▸ **Provided passage**:

• • • • • • •

Joginder Tuteja of Bollywood Hungama rated the album 4.5 out of 5 saying "The music of M.S. Dhoni is good and there is nothing unlikeable about it. Though one doesn't expect the music to become chartbuster from a long term musical experience, in the context of the film most of them should fit in well." Devesh Sharma of Filmfare gave a 4 out of 5 rating to the soundtrack saying "Amaal Mallik makes his mark as a solo music director". A critic from India.com said that "there is some not-so-wow kind of songs too, but the album will still be liked – thanks to the soft romantic tracks". Manish Gaekwad of Scroll.in called that "Mallik has a hit strike rate with the mushy numbers, but he has his work cut out for him if he wants to diversify into other styles". Critic Gaurang Chauhan of BollywoodLife.com said that the album has "quite a few hummable tunes to it" and called the album as a "must listen for all the romantic hearts". A critic from Behindwoods gave the album 3 out of 5 calling it as "an impressive album which stays perfectly true to the film's genre". Vipin Nair of Music Aloud criticised the soundtrack saying it as "the album is largely marred by the familiarity in its tunes", with a rating of 2.5 out of 5. Megha Mathur of The Quint opined that "Amaal Mallik's compositions are not as dynamic or disruptive as the film's protagonist, despite few long lasting melodies". She further called that "The OST falls short of making the biopic a spectacular experience".

• • • • • • •

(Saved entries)
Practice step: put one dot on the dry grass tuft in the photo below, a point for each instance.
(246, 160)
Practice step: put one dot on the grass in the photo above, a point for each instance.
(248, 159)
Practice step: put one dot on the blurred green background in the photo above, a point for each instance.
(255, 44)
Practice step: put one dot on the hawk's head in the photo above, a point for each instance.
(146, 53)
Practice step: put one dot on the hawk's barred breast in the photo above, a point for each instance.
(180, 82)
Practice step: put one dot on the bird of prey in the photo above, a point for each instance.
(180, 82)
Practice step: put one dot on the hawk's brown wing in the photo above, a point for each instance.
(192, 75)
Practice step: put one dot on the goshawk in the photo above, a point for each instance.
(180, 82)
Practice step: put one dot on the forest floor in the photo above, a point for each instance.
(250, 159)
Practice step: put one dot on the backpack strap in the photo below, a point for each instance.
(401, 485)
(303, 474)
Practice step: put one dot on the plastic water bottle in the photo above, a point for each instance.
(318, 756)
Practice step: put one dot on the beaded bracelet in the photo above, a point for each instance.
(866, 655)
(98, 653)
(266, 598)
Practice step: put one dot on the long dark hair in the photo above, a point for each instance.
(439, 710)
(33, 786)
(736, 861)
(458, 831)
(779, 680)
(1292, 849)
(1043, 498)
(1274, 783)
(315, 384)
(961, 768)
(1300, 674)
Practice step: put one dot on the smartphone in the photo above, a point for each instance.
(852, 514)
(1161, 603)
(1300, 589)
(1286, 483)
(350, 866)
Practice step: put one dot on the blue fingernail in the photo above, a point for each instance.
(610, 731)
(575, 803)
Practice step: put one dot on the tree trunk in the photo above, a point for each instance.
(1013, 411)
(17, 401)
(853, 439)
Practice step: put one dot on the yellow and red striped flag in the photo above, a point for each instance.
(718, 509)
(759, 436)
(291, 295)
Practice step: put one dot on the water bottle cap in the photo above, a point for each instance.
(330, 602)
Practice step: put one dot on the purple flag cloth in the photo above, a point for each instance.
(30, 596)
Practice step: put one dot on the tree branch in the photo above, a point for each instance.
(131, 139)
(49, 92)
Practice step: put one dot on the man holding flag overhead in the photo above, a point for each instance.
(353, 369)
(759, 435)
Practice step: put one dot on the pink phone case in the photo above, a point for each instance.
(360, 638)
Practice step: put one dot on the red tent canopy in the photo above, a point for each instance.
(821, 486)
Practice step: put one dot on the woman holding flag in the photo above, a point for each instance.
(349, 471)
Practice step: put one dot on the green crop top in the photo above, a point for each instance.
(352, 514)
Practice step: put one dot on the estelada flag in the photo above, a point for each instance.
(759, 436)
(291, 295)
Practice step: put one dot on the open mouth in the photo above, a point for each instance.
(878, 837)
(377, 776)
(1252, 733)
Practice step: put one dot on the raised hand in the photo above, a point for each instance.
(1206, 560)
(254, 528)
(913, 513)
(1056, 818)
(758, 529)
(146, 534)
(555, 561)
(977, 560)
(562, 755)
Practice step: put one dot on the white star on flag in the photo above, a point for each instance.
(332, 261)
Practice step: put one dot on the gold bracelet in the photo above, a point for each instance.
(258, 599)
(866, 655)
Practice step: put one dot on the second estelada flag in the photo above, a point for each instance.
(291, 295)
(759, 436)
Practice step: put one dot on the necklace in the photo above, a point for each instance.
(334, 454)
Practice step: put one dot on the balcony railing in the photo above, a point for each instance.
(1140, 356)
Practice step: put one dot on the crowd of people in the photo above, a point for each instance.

• • • • • • •

▸ **Exercise 1**: In the reviews of the M.S. Dhoni album, what rating did Devesh Sharma of Filmfare give the soundtrack?
▸ **Exercise 2**: Summarize the reviews of the M.S. Dhoni album in two sentences.
The saved entries aren't needed for this work.

▸ **Exercise answer 1**: 4 out of 5

▸ **Exercise answer 2**: Critics' ratings of the M.S. Dhoni album ranged from 2.5 to 4.5 out of 5. Several praised its soft romantic, hummable tracks and Amaal Mallik's work as a solo music director, while others faulted the familiarity of its tunes and said it fell short of making the biopic a spectacular experience.